The problem: Everything from the line with "Target: coconut husk" through the last line of the records below should be copied exactly, both ends included.

Dataset excerpts:
+-------+

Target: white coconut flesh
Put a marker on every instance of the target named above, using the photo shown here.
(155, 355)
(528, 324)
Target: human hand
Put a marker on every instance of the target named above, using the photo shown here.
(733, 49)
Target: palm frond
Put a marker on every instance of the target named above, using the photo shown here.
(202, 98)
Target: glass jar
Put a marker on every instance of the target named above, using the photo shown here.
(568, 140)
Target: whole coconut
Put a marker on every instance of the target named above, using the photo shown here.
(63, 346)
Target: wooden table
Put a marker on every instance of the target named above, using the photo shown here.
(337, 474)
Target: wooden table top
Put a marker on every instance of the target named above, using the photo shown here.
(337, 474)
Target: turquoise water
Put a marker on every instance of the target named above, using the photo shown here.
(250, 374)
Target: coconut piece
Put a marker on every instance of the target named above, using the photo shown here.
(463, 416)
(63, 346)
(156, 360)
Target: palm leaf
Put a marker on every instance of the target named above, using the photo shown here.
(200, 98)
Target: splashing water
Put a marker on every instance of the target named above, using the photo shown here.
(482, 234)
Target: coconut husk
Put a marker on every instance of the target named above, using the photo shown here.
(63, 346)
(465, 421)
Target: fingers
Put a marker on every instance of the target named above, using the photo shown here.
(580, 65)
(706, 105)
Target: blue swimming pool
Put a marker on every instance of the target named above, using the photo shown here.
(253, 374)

+-------+

Exercise answer:
Target: coconut husk
Put a marker on every instance of the target named above, using the photo shown here.
(63, 346)
(465, 421)
Target: fingers
Put a marker on every instance of the target named above, using the photo shown here.
(580, 65)
(706, 105)
Target: blue swimming pool
Put a marker on every instance of the target named above, using the photo shown here.
(253, 374)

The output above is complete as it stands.